Selected extract Block Start

I’m sure everyone across the country could say something similar but Easter looked a little different this year but we loved it still the same. Our traditional “bunny” showed up on Saturday right on schedule. In case you were wondering – yes, they received two flavors of peeps, sour watermelon and root beer float.

Sunday morning we were surprised to find another bunny had made a visit. Bennett was the first to point out he knew it didn’t come from us (parents) because there is no way we would give them that much candy. He was absolutely correct. The walkway leading up to our doorstep was littered with candy as well – so much candy! It didn’t take them long for the kids to guess who would do such a thing. We are grateful for wonderful and thoughtful neighbors who know how to make a kid’s day.

The kids came running out the front door collecting all they could fit in their arms – the Easter pinata! I couldn’t not capture each kid with a stash. They were only mildly disappointed when they learned we would only be keeping a portion and then passing some off to other families who would enjoy it!

We had an elaborate crepe bar. Steve mastered what he dubbed the “fully loaded” crepe and the kids waited patiently while he loaded up their crepes. Vanilla crepe filling, strawberries and bananas, topped with whipped cream, nutella, powdered sugar, strawberries, bananas and peanut butter drizzle. I call it the sugar coma. Who needs Easter candy when you can have breakfast!!

We had a beautiful home church service with Hallie and Hunter sharing talks and Bennett singing “Gethsemane” for our musical number and a little Easter symbolism activity. We talked of Jesus Christ and played music throughout the day to foster that special spirit we had in our little church meeting. It was probably my favorite Easter church yet. Simple. Powerful. It was a beautiful day – but unlike any Easter we’ve ever had. (And Steve was with us the whole day which was probably the biggest treat for us all.)

Selected extract Block End

_Activity A_
In the Easter post, which two flavors of Peeps did the kids receive?
_Activity B_
Give a continuation of the Easter post, starting after its last sentence.
The entries are separate material, unrelated to the Easter post.

Available data Block Start

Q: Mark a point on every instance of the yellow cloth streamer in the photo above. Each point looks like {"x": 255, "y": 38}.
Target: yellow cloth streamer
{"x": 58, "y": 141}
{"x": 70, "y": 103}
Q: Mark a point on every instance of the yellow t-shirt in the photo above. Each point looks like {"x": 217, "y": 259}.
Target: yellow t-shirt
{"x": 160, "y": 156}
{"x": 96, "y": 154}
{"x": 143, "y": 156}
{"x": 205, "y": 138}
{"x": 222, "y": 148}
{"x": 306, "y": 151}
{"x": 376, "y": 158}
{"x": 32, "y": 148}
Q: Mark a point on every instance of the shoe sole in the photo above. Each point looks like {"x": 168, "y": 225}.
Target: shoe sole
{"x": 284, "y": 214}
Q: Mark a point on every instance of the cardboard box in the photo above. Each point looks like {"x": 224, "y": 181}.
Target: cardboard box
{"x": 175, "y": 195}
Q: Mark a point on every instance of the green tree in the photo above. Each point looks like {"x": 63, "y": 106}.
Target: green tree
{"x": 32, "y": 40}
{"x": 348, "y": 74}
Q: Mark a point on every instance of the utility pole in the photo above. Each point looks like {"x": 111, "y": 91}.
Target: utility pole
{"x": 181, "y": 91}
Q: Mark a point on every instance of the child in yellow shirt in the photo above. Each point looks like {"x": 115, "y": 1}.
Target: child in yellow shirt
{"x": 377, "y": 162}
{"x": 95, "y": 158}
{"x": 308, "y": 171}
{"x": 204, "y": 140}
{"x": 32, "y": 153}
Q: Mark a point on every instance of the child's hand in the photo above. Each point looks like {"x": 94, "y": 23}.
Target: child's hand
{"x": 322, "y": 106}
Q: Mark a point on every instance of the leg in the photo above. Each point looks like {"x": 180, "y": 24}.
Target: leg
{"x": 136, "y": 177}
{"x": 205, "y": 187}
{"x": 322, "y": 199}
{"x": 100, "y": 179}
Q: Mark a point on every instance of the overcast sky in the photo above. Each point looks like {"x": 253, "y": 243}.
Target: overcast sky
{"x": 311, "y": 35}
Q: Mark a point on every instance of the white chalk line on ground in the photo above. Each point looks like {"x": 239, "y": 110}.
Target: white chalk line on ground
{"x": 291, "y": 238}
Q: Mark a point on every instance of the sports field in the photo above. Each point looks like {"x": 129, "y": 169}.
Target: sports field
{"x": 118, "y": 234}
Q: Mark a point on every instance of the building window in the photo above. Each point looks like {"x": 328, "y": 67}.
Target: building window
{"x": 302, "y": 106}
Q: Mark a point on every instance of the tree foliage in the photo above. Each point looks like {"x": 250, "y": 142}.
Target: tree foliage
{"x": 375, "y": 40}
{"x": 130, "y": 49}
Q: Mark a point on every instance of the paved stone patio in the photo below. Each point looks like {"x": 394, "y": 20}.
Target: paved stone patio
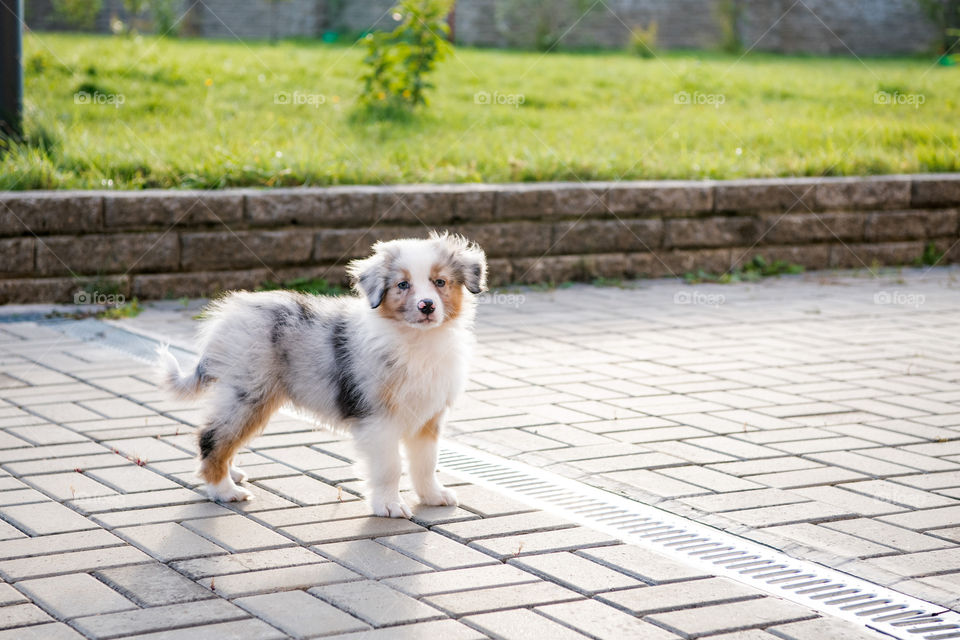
{"x": 818, "y": 414}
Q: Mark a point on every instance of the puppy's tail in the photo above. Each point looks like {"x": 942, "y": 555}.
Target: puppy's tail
{"x": 174, "y": 380}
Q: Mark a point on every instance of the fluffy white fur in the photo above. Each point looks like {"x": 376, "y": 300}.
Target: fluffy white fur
{"x": 383, "y": 365}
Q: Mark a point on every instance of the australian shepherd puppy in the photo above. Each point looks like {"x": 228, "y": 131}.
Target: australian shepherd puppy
{"x": 384, "y": 365}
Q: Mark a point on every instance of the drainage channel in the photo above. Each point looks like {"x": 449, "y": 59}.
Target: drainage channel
{"x": 712, "y": 550}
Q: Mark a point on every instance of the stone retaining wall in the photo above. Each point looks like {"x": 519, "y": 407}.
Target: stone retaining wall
{"x": 156, "y": 244}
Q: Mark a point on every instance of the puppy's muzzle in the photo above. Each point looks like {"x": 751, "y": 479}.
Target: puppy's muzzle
{"x": 426, "y": 306}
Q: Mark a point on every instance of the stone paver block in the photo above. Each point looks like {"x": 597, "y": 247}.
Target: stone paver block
{"x": 436, "y": 551}
{"x": 603, "y": 621}
{"x": 151, "y": 585}
{"x": 237, "y": 533}
{"x": 642, "y": 564}
{"x": 241, "y": 562}
{"x": 169, "y": 541}
{"x": 520, "y": 624}
{"x": 832, "y": 628}
{"x": 299, "y": 614}
{"x": 45, "y": 518}
{"x": 497, "y": 598}
{"x": 735, "y": 616}
{"x": 371, "y": 559}
{"x": 74, "y": 595}
{"x": 376, "y": 603}
{"x": 138, "y": 621}
{"x": 679, "y": 595}
{"x": 437, "y": 582}
{"x": 576, "y": 572}
{"x": 266, "y": 580}
{"x": 353, "y": 529}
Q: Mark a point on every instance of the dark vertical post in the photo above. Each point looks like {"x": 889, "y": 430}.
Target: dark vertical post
{"x": 11, "y": 69}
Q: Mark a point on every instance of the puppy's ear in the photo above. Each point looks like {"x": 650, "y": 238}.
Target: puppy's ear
{"x": 370, "y": 278}
{"x": 469, "y": 261}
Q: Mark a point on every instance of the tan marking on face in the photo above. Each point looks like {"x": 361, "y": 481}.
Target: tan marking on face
{"x": 451, "y": 294}
{"x": 395, "y": 300}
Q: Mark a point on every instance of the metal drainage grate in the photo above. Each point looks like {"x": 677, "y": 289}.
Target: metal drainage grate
{"x": 717, "y": 552}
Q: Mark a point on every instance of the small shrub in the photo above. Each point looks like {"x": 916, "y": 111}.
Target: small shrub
{"x": 398, "y": 61}
{"x": 643, "y": 41}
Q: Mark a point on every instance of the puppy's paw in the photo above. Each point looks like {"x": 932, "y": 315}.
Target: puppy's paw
{"x": 392, "y": 508}
{"x": 237, "y": 475}
{"x": 221, "y": 493}
{"x": 440, "y": 497}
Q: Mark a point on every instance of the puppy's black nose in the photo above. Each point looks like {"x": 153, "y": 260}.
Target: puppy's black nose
{"x": 426, "y": 306}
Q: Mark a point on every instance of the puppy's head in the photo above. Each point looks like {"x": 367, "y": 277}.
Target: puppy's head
{"x": 420, "y": 283}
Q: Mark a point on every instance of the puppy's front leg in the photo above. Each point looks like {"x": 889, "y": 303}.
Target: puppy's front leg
{"x": 422, "y": 458}
{"x": 380, "y": 453}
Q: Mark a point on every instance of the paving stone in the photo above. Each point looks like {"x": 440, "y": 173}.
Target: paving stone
{"x": 302, "y": 490}
{"x": 45, "y": 518}
{"x": 353, "y": 529}
{"x": 70, "y": 562}
{"x": 436, "y": 550}
{"x": 138, "y": 621}
{"x": 267, "y": 580}
{"x": 300, "y": 614}
{"x": 371, "y": 559}
{"x": 520, "y": 624}
{"x": 498, "y": 598}
{"x": 926, "y": 519}
{"x": 174, "y": 513}
{"x": 679, "y": 595}
{"x": 169, "y": 541}
{"x": 526, "y": 544}
{"x": 21, "y": 615}
{"x": 446, "y": 629}
{"x": 602, "y": 621}
{"x": 376, "y": 603}
{"x": 69, "y": 486}
{"x": 731, "y": 617}
{"x": 504, "y": 525}
{"x": 132, "y": 478}
{"x": 833, "y": 628}
{"x": 251, "y": 561}
{"x": 789, "y": 514}
{"x": 49, "y": 631}
{"x": 74, "y": 595}
{"x": 250, "y": 629}
{"x": 151, "y": 585}
{"x": 642, "y": 564}
{"x": 237, "y": 533}
{"x": 437, "y": 582}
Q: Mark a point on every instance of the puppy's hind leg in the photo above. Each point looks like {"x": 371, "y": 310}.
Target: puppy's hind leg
{"x": 422, "y": 460}
{"x": 232, "y": 423}
{"x": 379, "y": 450}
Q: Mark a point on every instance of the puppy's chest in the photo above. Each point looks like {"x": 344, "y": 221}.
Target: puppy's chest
{"x": 422, "y": 383}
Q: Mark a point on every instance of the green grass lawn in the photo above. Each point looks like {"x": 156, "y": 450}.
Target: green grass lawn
{"x": 199, "y": 113}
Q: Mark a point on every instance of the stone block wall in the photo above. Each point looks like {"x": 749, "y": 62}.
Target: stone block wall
{"x": 156, "y": 244}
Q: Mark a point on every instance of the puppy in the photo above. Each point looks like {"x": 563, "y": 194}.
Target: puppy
{"x": 384, "y": 365}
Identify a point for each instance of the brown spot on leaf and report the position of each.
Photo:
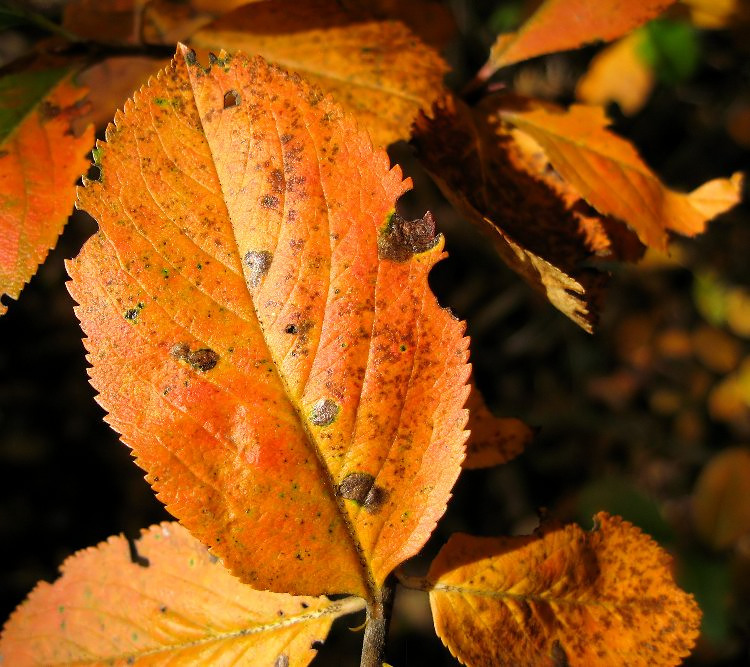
(202, 360)
(400, 239)
(559, 656)
(258, 262)
(231, 99)
(361, 488)
(324, 412)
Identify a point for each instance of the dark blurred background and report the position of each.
(632, 420)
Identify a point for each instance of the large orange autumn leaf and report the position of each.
(261, 330)
(40, 160)
(561, 597)
(173, 603)
(559, 25)
(377, 69)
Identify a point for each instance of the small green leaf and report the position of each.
(672, 48)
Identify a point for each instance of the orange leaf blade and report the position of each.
(559, 25)
(537, 231)
(40, 161)
(376, 69)
(177, 604)
(720, 506)
(261, 330)
(562, 596)
(607, 172)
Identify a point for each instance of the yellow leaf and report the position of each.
(720, 501)
(169, 603)
(618, 74)
(492, 440)
(261, 329)
(562, 597)
(559, 25)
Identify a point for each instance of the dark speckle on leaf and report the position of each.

Available data Block End

_Expected output A_
Sour watermelon and root beer float.

_Expected output B_
In the afternoon we prepped and ate a special ham dinner and then let the kids start their Easter egg hunt.

We typically spend Easter with Steve’s family hosted at his brother’s house. It’s always such a special day and we always look forward to it. But life is different right now and everything we expected life to be at this point has been thrown out the window. Like everyone else, we continue to adapt and roll with it. But if I’m being honest, leaving traditions on the table is a little hard for me. I love them. I love doing the same thing year after year. I love when my kids talk about the traditions they look forward to. Easter is no different.

A few days before Easter as I was outlining the day and making a plan for food and activities the thought of an egg hunt wasn’t high on my list. We always do it with cousins and even then it’s not necessarily my favorite part of the day. Kids whine because so-and-so got more eggs or being disappointed because somebody else found the money egg from Nana and Papa.

I knew my kids would want an egg hunt so an idea came to my mind and I started running with it. Every kid would have a certain egg color and they would all have the same amount to find. But the catch would be the eggs would be hidden in different front yards (with permission) around our evening walk route.

The kids didn’t know this. They started looking for eggs in our front yard and they weren’t finding very many. By the time most of the kids had found 3 eggs we told them there was only 3 eggs to find…in our yard. We started walking our route and they were casually looking to see if they could see any. Once one kid spotted an egg in someone’s yard they would all run in the front yard looking for their eggs. We ended up telling them how many were in each yard – either 2 or 3 eggs.

I can’t tell you how much fun this was! They were hidden based on age so Hallie and Hunter and even Bennett had some hard ones to find. Hunter had one so hard to find, we never found it! And isn’t it always the case that everyone can see your egg hiding in plain sight but you?! A few times we had to play hot and cold in order to find some. Steve even narrowed down areas to help the older kids find a few hard ones.

There was excitement. There was laughing. There was frustration. Everything you want in a good egg hunt. Our typical 4 minute egg hunt lasted two hours and each kid only needed to find 16 eggs – eggs they all helped to fill with candy from our doorstep earlier in the day.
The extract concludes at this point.